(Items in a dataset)
start
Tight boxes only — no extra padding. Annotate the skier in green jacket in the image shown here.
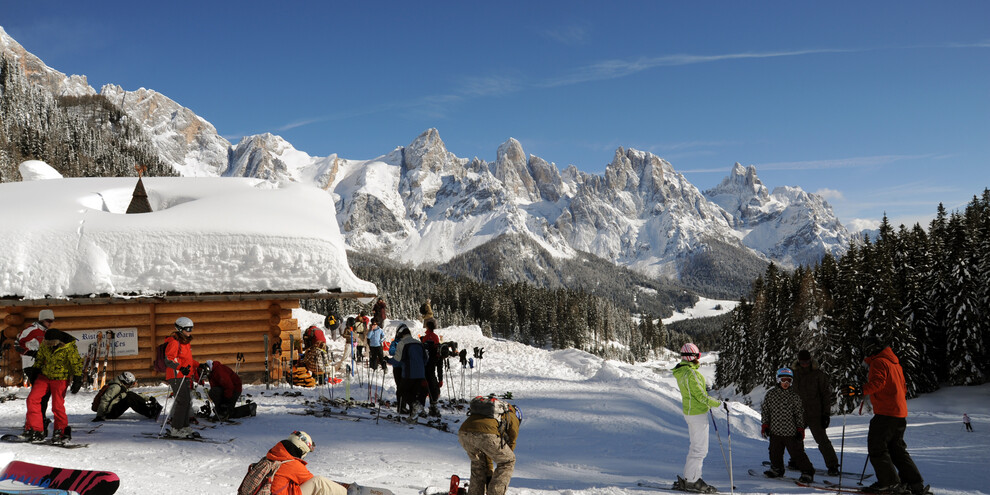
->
[673,342,728,493]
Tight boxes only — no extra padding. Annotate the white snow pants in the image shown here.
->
[684,412,708,483]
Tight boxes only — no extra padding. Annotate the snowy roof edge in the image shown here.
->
[0,289,376,307]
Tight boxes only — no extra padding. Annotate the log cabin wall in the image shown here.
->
[0,300,301,386]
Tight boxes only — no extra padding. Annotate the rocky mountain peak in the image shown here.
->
[492,138,540,202]
[0,27,96,96]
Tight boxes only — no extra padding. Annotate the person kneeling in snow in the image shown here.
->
[198,359,258,421]
[93,371,162,421]
[265,431,358,495]
[760,368,815,483]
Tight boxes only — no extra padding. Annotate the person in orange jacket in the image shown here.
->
[265,431,348,495]
[165,316,199,437]
[847,335,932,495]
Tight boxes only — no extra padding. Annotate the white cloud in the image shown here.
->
[815,187,846,201]
[846,218,880,233]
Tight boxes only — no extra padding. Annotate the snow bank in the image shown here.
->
[0,162,376,299]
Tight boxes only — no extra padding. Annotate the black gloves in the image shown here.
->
[24,366,41,384]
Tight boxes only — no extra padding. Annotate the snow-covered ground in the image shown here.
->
[0,326,990,495]
[663,297,739,325]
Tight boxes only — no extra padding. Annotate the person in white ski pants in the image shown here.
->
[672,343,722,493]
[684,411,708,481]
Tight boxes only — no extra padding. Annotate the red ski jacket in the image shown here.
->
[863,347,907,418]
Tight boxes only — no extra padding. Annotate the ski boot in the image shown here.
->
[683,478,718,493]
[763,467,784,478]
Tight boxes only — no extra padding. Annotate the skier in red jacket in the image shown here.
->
[847,336,932,495]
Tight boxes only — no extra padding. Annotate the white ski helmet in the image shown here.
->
[175,316,192,332]
[681,342,701,358]
[117,371,137,386]
[288,430,316,456]
[777,367,794,383]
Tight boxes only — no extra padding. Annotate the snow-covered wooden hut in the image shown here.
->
[0,162,377,382]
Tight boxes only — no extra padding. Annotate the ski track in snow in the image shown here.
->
[0,319,990,495]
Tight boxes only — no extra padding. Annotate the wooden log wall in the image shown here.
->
[0,300,301,386]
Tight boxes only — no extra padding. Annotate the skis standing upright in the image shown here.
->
[88,332,103,391]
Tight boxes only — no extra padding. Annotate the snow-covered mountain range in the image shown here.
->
[0,29,850,288]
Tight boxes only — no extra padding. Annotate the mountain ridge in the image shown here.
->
[0,28,850,294]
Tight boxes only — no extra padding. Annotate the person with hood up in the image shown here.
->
[672,342,729,493]
[420,318,443,417]
[165,316,199,438]
[791,349,839,476]
[14,309,55,431]
[389,324,427,423]
[265,431,358,495]
[760,368,815,483]
[457,403,522,495]
[93,371,162,422]
[22,328,82,444]
[846,335,931,495]
[368,320,386,372]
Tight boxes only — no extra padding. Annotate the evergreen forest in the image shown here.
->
[715,189,990,406]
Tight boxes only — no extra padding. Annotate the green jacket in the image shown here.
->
[34,342,82,380]
[673,360,722,416]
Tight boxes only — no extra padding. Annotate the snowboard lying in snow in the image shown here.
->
[334,481,394,495]
[0,461,120,495]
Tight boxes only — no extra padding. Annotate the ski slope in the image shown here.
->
[0,317,990,495]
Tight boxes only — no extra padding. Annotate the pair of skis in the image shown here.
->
[83,330,116,391]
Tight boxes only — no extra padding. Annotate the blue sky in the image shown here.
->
[0,0,990,230]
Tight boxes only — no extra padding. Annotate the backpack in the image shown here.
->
[468,395,512,445]
[92,385,110,412]
[468,395,509,420]
[155,339,168,373]
[237,457,289,495]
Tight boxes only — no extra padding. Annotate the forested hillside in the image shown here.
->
[305,252,680,360]
[716,189,990,406]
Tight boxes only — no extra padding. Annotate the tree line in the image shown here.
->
[303,252,680,361]
[715,189,990,406]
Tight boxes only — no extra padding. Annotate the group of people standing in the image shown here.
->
[673,337,931,495]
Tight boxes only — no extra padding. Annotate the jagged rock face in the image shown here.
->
[100,84,230,177]
[0,27,96,96]
[705,163,850,267]
[0,29,849,277]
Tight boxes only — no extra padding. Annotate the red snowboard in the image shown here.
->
[0,461,120,495]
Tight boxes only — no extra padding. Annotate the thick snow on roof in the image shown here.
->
[0,162,377,299]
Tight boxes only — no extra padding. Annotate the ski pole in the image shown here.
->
[708,409,732,490]
[856,453,870,486]
[158,376,188,438]
[722,401,736,493]
[375,366,388,425]
[839,407,846,486]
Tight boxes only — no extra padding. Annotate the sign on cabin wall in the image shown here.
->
[65,327,137,357]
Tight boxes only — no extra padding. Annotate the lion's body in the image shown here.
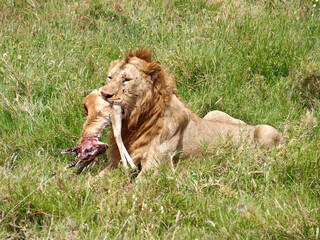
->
[100,49,280,171]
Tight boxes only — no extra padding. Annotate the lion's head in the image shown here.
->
[100,48,176,128]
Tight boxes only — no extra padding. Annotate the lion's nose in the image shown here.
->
[100,90,114,98]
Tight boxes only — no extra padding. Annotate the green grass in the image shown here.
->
[0,0,320,239]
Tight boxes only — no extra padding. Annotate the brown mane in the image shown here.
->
[109,48,177,162]
[125,47,153,63]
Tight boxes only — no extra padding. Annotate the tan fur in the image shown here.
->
[100,48,280,170]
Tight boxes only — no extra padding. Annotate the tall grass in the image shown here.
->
[0,0,320,239]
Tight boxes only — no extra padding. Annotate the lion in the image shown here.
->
[61,90,136,174]
[96,48,281,172]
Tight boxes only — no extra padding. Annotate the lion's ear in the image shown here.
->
[109,60,120,68]
[143,61,162,80]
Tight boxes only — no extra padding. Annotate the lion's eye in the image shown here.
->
[83,105,88,117]
[123,78,132,83]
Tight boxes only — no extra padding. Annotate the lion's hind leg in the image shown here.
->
[253,125,282,148]
[203,110,246,124]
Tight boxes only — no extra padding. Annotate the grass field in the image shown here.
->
[0,0,320,239]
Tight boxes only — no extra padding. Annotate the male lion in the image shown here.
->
[100,48,281,174]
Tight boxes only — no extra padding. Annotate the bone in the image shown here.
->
[61,90,137,174]
[111,105,136,169]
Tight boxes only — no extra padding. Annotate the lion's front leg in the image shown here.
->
[140,134,181,174]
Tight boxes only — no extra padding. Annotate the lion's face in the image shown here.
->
[100,57,159,115]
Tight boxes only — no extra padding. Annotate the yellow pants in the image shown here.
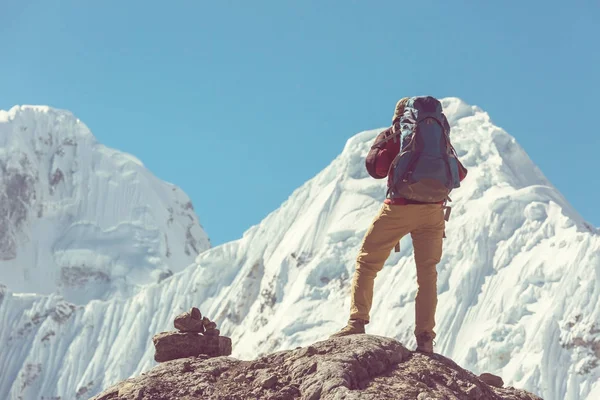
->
[350,204,445,337]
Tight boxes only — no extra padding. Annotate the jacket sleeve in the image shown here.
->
[375,133,400,178]
[456,158,469,182]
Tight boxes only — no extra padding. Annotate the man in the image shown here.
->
[332,96,467,353]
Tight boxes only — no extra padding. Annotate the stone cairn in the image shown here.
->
[152,307,231,362]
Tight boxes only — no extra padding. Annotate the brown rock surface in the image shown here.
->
[152,332,231,362]
[173,307,204,333]
[93,335,541,400]
[479,372,504,387]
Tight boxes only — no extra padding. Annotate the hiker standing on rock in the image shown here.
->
[332,96,467,353]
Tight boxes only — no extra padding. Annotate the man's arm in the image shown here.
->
[375,131,400,178]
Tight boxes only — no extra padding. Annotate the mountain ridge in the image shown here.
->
[0,99,600,400]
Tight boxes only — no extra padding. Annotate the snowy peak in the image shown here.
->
[0,106,210,302]
[0,99,600,400]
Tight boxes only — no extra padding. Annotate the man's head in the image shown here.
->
[392,97,410,125]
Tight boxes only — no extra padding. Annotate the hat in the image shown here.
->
[392,97,410,124]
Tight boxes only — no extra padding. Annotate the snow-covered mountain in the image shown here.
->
[0,98,600,400]
[0,106,210,303]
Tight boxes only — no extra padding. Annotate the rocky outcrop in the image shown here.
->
[93,335,540,400]
[152,307,231,362]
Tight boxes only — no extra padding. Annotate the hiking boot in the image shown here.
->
[416,332,434,353]
[330,319,366,338]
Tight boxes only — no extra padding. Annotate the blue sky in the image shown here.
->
[0,0,600,244]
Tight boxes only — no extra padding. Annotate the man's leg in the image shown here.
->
[334,204,414,336]
[411,205,445,352]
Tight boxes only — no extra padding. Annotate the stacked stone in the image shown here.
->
[152,307,231,362]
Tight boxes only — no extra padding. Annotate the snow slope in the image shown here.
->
[0,98,600,400]
[0,106,210,303]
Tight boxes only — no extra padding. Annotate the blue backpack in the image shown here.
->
[389,96,460,203]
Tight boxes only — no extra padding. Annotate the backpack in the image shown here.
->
[387,96,460,203]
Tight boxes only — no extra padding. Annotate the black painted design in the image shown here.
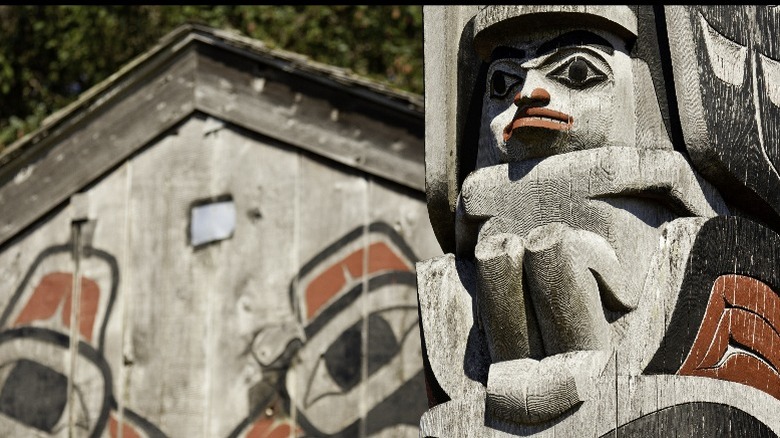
end
**What the task requires**
Rewrite the items from the start through the line containing "[0,162,376,299]", requests included, and shift every bounding box coordinate in the answers by adding 140 to it. Leave the pictures out.

**Response**
Tight boxes only — no extra padding. Annotate the skier in green jacket in the image shown here.
->
[813,482,868,633]
Tight boxes only — no extra padding. Annotate the white snow pants in the image shown here.
->
[824,552,848,623]
Tight boxes only — no extra padding. Annotate the snowy roof edge in the image shown here.
->
[140,429,516,447]
Tight boxes only — no extra padding. Annotate the log cabin wall in the image shown here.
->
[140,440,441,526]
Tight boxes only — no extra padding. Annotate the rocky mountain peak in the image shown here.
->
[632,278,680,342]
[140,167,236,236]
Tight boxes only — no extra padding. Annotate the person kneeling in snow in the image shown here.
->
[338,499,398,561]
[233,511,302,561]
[405,571,498,635]
[900,508,955,623]
Tight boxes only — no extra padding. Annotate the person in orange jacket in the image shown here.
->
[405,571,488,635]
[305,456,339,577]
[987,475,1072,635]
Tight boxes only — no extra padding. Annotate the white cloud in the image shown here.
->
[955,327,986,341]
[986,358,1020,373]
Tight boxes only — no extra padding. Annotate the snow bank in the image shown here.
->
[140,302,516,439]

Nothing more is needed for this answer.